··· Entries shown ···

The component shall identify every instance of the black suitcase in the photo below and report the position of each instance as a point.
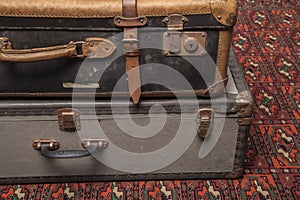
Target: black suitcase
(44, 42)
(61, 140)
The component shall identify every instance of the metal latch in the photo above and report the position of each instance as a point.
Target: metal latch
(69, 119)
(178, 43)
(205, 122)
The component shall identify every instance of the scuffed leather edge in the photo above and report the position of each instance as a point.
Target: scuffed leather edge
(224, 11)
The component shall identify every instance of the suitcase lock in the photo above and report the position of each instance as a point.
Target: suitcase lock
(176, 42)
(68, 119)
(205, 121)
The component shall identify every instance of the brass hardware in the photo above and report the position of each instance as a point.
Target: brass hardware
(244, 121)
(68, 119)
(54, 145)
(205, 120)
(184, 43)
(102, 143)
(245, 103)
(130, 22)
(175, 22)
(97, 48)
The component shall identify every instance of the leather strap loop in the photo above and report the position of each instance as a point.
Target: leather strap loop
(99, 47)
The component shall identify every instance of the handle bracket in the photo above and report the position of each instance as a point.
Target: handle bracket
(49, 148)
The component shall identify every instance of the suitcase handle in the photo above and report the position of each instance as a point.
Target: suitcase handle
(91, 47)
(49, 148)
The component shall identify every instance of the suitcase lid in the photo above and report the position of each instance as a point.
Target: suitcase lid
(223, 11)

···

Instructions to follow> Copy out all of the records above word for word, leaving out the picture.

Answer in full>
The component shall identify every instance of the black suitcase in the photo below and report the position of each instance as a point.
Target: black suitcase
(44, 42)
(61, 140)
The component shall identify every instance of the metal latch in the photo above and report the position of each instance as a point.
Target: metal latch
(69, 119)
(178, 43)
(205, 122)
The component shall identify every instance of the scuffed leather edge in the photo above and report the position of each instance as a point.
Target: scuffed leather edge
(224, 11)
The component shall identify every instance of the suitcase lock in the photo above and report the position of each instance as a point.
Target: suitcase lock
(176, 42)
(68, 119)
(205, 121)
The component shall identify every instance of the brass hardware in the photo above and report the position of each instance as a point.
Target: brass hardware
(244, 121)
(68, 119)
(54, 145)
(205, 120)
(184, 43)
(102, 143)
(245, 103)
(130, 22)
(175, 22)
(97, 48)
The component shall identify every instance of the leather strap loop in the photo above and report the position of each instance as a point.
Target: leather strap loop
(99, 47)
The component shall identify every instance of the handle bracket in the photo above and report the position of each instance as a point.
Target: handle bracket
(49, 148)
The component shall identify every instance of the suitcase handle in the photo above and report the position of each instance as a point.
Target: suitcase handle
(91, 47)
(49, 148)
The component shall identify every instance of the suitcase lid in the photo above and report the position of each instance as a point.
Target: suitcase lid
(223, 11)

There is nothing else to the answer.